The exercise:
Turn the lines below into a Markdown table with two columns, "No." for the row number and "Line" for the line itself. Leave out any blank lines.

Dataset extract:
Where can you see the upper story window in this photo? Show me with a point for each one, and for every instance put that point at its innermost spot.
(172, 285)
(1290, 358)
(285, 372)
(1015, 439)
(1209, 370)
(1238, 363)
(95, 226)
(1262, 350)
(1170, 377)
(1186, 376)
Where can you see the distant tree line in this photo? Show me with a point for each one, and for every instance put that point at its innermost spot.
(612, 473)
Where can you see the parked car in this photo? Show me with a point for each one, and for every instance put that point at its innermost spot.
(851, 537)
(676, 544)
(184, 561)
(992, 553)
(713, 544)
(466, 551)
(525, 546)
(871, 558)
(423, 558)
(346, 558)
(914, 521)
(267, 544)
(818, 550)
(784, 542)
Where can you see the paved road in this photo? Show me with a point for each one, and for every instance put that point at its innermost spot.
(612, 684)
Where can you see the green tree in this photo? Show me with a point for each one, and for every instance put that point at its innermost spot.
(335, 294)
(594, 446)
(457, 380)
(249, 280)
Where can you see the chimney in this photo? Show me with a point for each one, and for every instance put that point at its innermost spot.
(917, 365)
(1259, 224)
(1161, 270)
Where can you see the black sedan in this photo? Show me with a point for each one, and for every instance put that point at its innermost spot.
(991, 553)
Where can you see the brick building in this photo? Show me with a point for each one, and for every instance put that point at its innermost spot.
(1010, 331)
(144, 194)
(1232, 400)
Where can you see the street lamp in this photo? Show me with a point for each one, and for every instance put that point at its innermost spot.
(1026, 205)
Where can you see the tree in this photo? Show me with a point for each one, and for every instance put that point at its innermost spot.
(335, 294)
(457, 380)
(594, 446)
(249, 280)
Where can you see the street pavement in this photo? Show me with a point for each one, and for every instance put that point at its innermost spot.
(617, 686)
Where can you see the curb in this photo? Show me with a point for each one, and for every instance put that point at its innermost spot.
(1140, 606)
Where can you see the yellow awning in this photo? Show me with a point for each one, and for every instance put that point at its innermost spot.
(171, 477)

Full output:
| No. | Line |
|---|---|
| 1 | Where can you see the upper story window in this photo? Show me with a point for each one, and for every instance put that point at its innermost spot. |
| 2 | (172, 285) |
| 3 | (1290, 358) |
| 4 | (285, 372) |
| 5 | (1015, 439) |
| 6 | (1209, 370) |
| 7 | (1238, 363) |
| 8 | (95, 226) |
| 9 | (1262, 350) |
| 10 | (1170, 377) |
| 11 | (1186, 376) |
| 12 | Where can you see the distant tree line in this photo? Show me with a point for each one, and for every instance put that point at its innermost spot. |
| 13 | (612, 473) |
| 14 | Where can you see the parked car in this photo? Show me with a point for each one, and for every instance put that point at its innermost spot. |
| 15 | (851, 537) |
| 16 | (676, 544) |
| 17 | (184, 561) |
| 18 | (992, 553) |
| 19 | (713, 544) |
| 20 | (466, 551) |
| 21 | (525, 546) |
| 22 | (871, 558) |
| 23 | (423, 558) |
| 24 | (346, 558) |
| 25 | (914, 521) |
| 26 | (267, 544) |
| 27 | (818, 550) |
| 28 | (784, 542) |
| 29 | Where can you see the paved road in this photo? Show me with a point for each one, and for every instance put that point at its innermost spot. |
| 30 | (612, 684) |
| 31 | Where can you see the green tree in this photo? Show me with a point for each one, and for every instance put that point at its innermost spot. |
| 32 | (335, 294) |
| 33 | (594, 446) |
| 34 | (457, 380) |
| 35 | (249, 280) |
| 36 | Where can you see the chimney in this photo? Show me with a point for each one, and for every instance put that point at its innermost spot. |
| 37 | (917, 365) |
| 38 | (1259, 224) |
| 39 | (1161, 270) |
| 40 | Where can you see the black sedan in this photo? Show me with a point for each one, and for every instance put that point at its innermost spot. |
| 41 | (991, 553) |
| 42 | Where can you see the brick building in this photo? Show me with a point for each one, and for every instance put that point at its innermost spot. |
| 43 | (1010, 331) |
| 44 | (144, 194) |
| 45 | (1232, 400) |
| 46 | Where can you see the street lamp in this photo? Show me with a point for each one, and for every instance put that point at its innermost spot. |
| 47 | (1026, 205) |
| 48 | Where can you see the tree in this photo? Show me with a point for each one, and for every instance put that point at its innermost spot. |
| 49 | (335, 294) |
| 50 | (457, 380) |
| 51 | (594, 446) |
| 52 | (249, 280) |
| 53 | Where can you see the street pavement in this photo? Show me with a point for each one, and for every instance put that point at its innermost spot. |
| 54 | (617, 686) |
| 55 | Where can you see the curb in this photo? Show me with a point for each one, and for every instance put that point at its innermost spot. |
| 56 | (1140, 606) |
| 57 | Where can you see the yellow awning in this photo? Show me with a point for each one, and for every instance put that point at its innermost spot. |
| 58 | (171, 477) |